BEGIN SUPPLIED INFORMATION

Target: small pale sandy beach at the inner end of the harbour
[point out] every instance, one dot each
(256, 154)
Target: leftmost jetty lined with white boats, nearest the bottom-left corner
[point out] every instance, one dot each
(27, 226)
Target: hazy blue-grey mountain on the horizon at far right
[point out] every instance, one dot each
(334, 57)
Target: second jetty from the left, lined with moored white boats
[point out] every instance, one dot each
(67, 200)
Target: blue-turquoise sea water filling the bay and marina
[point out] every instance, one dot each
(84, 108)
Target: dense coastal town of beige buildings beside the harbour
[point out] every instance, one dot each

END SUPPLIED INFORMATION

**WHAT YOU WILL DO**
The records above should be transcribed in full, with no differences.

**ANSWER FOR THE TASK**
Target: small pale sandy beach at the inner end of the harbour
[point out] every instance, one dot each
(256, 154)
Target: leftmost jetty lined with white boats, nearest the bottom-left corner
[point out] every instance, one dot each
(27, 226)
Target: hazy blue-grey mountain on the horizon at far right
[point out] every instance, one dot each
(334, 57)
Target: second jetty from the left, lined with moored white boats
[point out] every instance, one dot each
(67, 200)
Target: blue-turquoise sea water filling the bay and marina
[point out] every instance, one dot each
(84, 108)
Target: dense coastal town of beige buildings beside the harbour
[point out] every instance, one dot each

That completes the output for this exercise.